Rewrite the stretch of the passage addressed to the National Assembly that begins with "Rather than standing" and ends with "above all else.", swapping "enablers" for "facilitators" throughout.

◆ GIVEN TEXT ◆
————————

As the stench of dead bodies lining the streets from Aba to Zaria—victims of Tinubu’s disastrous policy messes—fouls the air across the nation, with thousands more Nigerians perishing from starvation and disease each day, you pinch your noses and go about whatever it is you do in the Assembly, feigning ignorance while the people you claim to represent choke on the consequences.
Rather than standing as a check on executive overreach, you have become enablers of a failing system—rubber-stamping reckless policies, turning a blind eye to corruption, and offering nothing but empty rhetoric while the country descends into crisis.
Yet, the stakes could not be higher.
If Tinubu succeeds, Nigeria risks sliding into one-man rule, where power is wielded without accountability and dissent is crushed without recourse. No one—including you—will be spared from the devastating consequences of an authoritarian regime.
Let me remind you: your allegiance must be to the nation, not to your party, religion, tribe, or region. You were elected to serve all Nigerians, regardless of their background, and your duty of care is to the nation and its citizens above all else.
If you refuse to take action and hold Tinubu accountable for his reckless policies and imperial tendencies, history will not remember you as leaders or defenders of the people. Instead, you will be seen as empty shadows of power, drifting into irrelevance while the nation you were entrusted to protect crumbles before your eyes.
We, the people, will remember this moment—whether you chose to stand as defenders of democracy or remained silent as enablers of tyranny. The decision is yours, but the burden of its consequences will rest on you for betraying our collective trust.
It’s Not Too Late to Become Warriors for Nigeria
I honestly believe there are some good men and women of conscience in the National Assembly who place the unity of our nation and the welfare of our people above party, religion, tribe, and region.
There are still among you true warriors for Nigeria—patriots who are both willing and able to go the distance to save our country from the reckless ambition of one man and his enablers.

————————

Referring expression data
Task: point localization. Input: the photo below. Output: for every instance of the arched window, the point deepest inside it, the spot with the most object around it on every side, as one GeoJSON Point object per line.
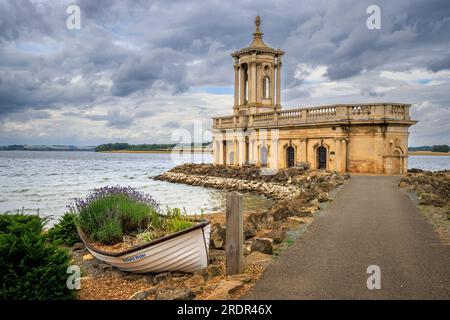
{"type": "Point", "coordinates": [231, 158]}
{"type": "Point", "coordinates": [245, 71]}
{"type": "Point", "coordinates": [263, 156]}
{"type": "Point", "coordinates": [266, 87]}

————————

◆ ANSWER FOR THIS EXERCISE ◆
Rather than standing as a check on executive overreach, you have become facilitators of a failing system—rubber-stamping reckless policies, turning a blind eye to corruption, and offering nothing but empty rhetoric while the country descends into crisis.
Yet, the stakes could not be higher.
If Tinubu succeeds, Nigeria risks sliding into one-man rule, where power is wielded without accountability and dissent is crushed without recourse. No one—including you—will be spared from the devastating consequences of an authoritarian regime.
Let me remind you: your allegiance must be to the nation, not to your party, religion, tribe, or region. You were elected to serve all Nigerians, regardless of their background, and your duty of care is to the nation and its citizens above all else.